**Exercise tasks**
1. In the article on famous foreigners who died in Canada, what was the cause of Errol Flynn's death in Vancouver?
2. Decide whether each statement below agrees with the article on famous foreigners who died in Canada, answering yes or no and quoting the words from the article that settle it: (a) Errol Flynn died in Montreal. (b) Anna Leonowens was a founder of an art and design school in Halifax. (c) Doctors removed Harry Houdini's appendix in Montreal.
3. Carry on the article on famous foreigners who died in Canada, starting after its last sentence.

**Excerpt**
- - -

Society

7 famous foreigners for whom Canada proved fatal

They made their mark elsewhere, but marked their end in Canada

 Peter Keegan/Keystone/Getty Images

Peter Keegan/Keystone/Getty Images

Actors, musicians, magicians and royals who made their mark elsewhere, but marked their end in Canada:

1. Errol Flynn (1909-59): The Hollywood actor died in Vancouver following a heart attack. The Vancouver coroner’s office called Flynn’s body that “of a tired old man—old before his time, and sick.” “They’ve great respect for the dead in Hollywood,” Flynn once said. “But none for the living.”

2. Anna Leonowens (1831-1915): The British-born, Anglo-Indian travel writer, educator and social activist was immortalized on both Broadway and the silver screen in The King and I. Leonowens, a founder of Halifax’s Victoria School of Art and Design (now NSCAD University) and Halifax Ladies’ College and Conservatory of Music, died in Montreal.

3. Harry Houdini  (1874-1926): After a Montreal show, the escape artist lay on his couch in his dressing room, visiting with three McGill University students. One asked if he could test the claim that Houdini could take any punch to the stomach. Before Houdini could rise and brace himself, the student delivered a flurry of punches to his abdomen. By that evening, he was in cold sweats. Three days later, in Detroit, doctors removed his ruptured appendix. It wasn’t enough to save him and he died shortly after.

- - -

**Source material**
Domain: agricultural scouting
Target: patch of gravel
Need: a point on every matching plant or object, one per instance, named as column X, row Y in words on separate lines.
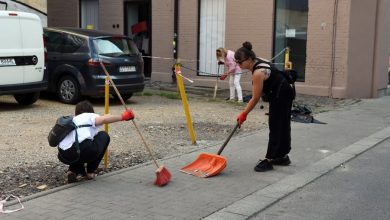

- - -

**Answers by item number**
1. A heart attack.

2.
(a) No: "The Hollywood actor died in Vancouver following a heart attack."
(b) Yes: "a founder of Halifax’s Victoria School of Art and Design (now NSCAD University)"
(c) No: "Three days later, in Detroit, doctors removed his ruptured appendix."

3.
4. Grand Duchess Olga Alexandrovna (1882-1960): The sister of Russia’s last czar, Nicholas II, and cousin of King George V died largely forgotten in an apartment above a barbershop in Toronto. Arriving in Canada in 1948, she and her family originally settled on a farm in Campbellville, Ont., west of Toronto., where she cared for the poultry and very occasionally received visits from her British royal relatives including Lord Louis Mountbatten.

5. Natasha Richardson (1963-2009): The British actress fell on a beginner slope at Quebec’s Mont Tremblant resort. After twice refusing care, she was taken to a Montreal hospital, then flown to New York where she died of internal bleeding in the brain.

6. Keith Franke, a.k.a. Adrian Adonis (1954-88): An American professional wrestler who fought in the American Wrestling Association and later the World Wrestling Federation, he famously appeared in a “hair vs. hair match” with “Rowdy” Roddy Piper at Wrestlemania II. Franke died in Lewisporte, Nfld, when the driver of a van he was riding in is believed to have swerved to avoid a moose and driven into a lake.

7. Charles Lennox, 4th duke of Richmond (1764-1819): While touring military settlements, he was bitten on the hand by a pet fox. When he died two months later, the duke’s illness became Canada’s first recorded case of rabies.